- [Aim of the task]:
For this exercise, write out exactly the lines from the line containing "Target: small boat on water" through the last line of the records, and no other lines.

- [Task inputs]:

····················

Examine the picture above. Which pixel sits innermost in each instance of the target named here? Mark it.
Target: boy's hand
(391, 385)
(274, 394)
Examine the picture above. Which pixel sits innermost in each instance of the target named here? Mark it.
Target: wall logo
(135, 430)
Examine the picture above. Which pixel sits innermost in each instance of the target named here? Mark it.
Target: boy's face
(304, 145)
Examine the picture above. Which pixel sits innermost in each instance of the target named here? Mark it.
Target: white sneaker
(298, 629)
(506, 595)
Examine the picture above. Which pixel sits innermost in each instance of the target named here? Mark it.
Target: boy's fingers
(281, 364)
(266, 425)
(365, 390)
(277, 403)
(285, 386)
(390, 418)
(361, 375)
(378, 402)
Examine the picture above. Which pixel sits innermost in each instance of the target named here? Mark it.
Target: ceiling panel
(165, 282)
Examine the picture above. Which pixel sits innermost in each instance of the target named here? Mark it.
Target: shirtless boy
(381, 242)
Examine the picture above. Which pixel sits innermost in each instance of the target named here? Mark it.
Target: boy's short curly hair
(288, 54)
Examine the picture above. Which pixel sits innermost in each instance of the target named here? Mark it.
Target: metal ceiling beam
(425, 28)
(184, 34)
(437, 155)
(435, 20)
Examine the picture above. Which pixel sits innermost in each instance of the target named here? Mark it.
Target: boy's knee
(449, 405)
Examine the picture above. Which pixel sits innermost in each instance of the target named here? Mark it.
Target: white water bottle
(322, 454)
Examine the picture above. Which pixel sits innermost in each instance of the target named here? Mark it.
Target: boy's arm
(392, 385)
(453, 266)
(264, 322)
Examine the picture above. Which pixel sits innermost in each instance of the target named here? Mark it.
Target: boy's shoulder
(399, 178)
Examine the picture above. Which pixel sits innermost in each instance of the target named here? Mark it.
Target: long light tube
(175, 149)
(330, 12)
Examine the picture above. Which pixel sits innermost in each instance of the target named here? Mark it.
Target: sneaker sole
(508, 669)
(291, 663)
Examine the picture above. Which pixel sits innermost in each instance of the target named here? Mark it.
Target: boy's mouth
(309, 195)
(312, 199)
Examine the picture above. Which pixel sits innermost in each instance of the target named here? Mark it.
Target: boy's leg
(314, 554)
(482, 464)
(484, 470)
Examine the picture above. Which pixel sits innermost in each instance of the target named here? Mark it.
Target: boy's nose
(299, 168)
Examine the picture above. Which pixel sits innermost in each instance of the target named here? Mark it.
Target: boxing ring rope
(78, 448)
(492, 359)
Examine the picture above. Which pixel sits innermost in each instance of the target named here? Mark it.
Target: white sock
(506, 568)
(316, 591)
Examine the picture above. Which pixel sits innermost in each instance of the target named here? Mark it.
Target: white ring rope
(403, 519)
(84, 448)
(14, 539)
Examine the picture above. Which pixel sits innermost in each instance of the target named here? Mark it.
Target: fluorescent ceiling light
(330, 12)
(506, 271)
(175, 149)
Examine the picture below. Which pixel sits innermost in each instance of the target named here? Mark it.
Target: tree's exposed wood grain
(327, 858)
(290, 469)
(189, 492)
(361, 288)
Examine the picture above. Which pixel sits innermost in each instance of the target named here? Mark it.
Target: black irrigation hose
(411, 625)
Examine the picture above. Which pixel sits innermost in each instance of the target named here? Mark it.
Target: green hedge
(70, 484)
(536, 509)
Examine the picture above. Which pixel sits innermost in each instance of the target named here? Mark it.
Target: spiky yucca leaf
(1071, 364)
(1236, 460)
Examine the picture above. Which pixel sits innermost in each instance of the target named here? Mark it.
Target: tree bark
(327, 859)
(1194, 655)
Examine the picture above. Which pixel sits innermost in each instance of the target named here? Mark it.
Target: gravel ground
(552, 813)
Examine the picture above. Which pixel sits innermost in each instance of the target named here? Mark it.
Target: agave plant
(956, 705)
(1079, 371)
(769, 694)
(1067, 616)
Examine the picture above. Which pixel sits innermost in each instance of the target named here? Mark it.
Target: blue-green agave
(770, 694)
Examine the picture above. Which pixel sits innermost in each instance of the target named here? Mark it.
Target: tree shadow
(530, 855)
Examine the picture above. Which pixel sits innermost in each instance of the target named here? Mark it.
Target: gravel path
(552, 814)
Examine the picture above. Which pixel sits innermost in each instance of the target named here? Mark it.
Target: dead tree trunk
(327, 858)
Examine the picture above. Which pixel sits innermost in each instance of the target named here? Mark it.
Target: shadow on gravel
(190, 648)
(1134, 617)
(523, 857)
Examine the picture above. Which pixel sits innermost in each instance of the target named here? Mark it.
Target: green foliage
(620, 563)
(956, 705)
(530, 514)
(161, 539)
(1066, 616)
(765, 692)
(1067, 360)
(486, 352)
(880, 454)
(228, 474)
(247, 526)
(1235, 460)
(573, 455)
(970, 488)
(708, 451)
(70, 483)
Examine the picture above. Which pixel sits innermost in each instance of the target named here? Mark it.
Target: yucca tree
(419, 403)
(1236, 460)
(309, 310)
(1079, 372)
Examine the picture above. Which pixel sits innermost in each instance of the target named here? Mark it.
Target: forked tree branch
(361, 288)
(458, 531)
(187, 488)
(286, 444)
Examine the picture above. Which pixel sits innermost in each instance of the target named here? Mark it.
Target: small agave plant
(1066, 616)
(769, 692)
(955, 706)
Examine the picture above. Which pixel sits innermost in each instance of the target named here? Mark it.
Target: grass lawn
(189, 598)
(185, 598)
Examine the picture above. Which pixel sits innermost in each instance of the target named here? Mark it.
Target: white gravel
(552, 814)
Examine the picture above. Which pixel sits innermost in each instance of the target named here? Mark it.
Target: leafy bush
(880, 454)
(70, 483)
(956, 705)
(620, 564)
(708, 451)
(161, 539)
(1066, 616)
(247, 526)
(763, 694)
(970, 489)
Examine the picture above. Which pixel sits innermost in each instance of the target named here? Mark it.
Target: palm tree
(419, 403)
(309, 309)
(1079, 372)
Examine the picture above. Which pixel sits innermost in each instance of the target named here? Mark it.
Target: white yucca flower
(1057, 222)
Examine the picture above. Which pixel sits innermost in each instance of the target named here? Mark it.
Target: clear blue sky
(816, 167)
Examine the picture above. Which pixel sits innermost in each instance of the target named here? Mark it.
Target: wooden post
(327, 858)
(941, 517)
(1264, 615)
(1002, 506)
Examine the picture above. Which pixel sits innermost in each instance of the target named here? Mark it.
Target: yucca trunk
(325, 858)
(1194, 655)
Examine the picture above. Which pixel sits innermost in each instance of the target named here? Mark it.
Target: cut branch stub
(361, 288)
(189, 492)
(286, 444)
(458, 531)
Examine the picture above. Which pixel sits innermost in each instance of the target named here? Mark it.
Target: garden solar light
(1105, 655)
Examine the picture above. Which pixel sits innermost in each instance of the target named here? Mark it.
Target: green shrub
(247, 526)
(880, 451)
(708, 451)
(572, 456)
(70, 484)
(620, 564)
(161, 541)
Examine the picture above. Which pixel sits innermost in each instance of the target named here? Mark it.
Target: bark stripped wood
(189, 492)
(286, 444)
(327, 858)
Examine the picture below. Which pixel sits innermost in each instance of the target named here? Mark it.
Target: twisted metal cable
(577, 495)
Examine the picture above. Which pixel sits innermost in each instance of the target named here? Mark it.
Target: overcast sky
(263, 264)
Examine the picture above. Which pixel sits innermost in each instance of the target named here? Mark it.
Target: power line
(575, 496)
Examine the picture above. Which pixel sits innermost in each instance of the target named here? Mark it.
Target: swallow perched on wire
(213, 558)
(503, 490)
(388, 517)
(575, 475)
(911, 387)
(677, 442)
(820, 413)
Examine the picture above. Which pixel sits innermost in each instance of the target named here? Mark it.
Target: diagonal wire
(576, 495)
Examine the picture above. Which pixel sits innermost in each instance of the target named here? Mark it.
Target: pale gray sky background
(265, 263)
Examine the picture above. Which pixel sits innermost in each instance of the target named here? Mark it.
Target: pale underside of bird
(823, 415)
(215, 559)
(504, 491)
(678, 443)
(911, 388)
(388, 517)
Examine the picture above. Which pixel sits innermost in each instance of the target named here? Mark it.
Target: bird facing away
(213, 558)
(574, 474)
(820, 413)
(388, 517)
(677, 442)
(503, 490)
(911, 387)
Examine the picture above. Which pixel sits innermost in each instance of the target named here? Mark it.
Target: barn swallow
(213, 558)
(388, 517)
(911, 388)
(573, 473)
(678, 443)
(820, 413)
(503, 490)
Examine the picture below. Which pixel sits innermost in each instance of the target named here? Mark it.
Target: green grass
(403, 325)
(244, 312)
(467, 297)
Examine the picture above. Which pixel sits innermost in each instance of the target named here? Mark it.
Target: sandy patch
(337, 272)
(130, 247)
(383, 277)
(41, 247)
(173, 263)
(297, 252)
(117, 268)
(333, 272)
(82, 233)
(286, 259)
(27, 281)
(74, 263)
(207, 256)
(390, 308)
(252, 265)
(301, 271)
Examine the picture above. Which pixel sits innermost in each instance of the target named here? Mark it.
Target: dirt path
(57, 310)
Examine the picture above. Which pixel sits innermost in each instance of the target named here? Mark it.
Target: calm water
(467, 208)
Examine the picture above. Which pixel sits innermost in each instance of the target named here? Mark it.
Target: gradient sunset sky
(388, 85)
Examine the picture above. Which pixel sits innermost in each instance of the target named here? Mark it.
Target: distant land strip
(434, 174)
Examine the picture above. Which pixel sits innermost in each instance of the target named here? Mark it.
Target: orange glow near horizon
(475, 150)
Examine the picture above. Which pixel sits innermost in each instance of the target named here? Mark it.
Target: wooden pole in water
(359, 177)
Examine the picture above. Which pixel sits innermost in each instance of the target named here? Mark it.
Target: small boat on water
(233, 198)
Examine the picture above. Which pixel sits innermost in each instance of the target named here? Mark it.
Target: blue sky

····················

- [Response]:
Target: small boat on water
(233, 198)
Examine the picture above. Which pixel sits innermost in each instance of the target named here? Mark it.
Target: blue sky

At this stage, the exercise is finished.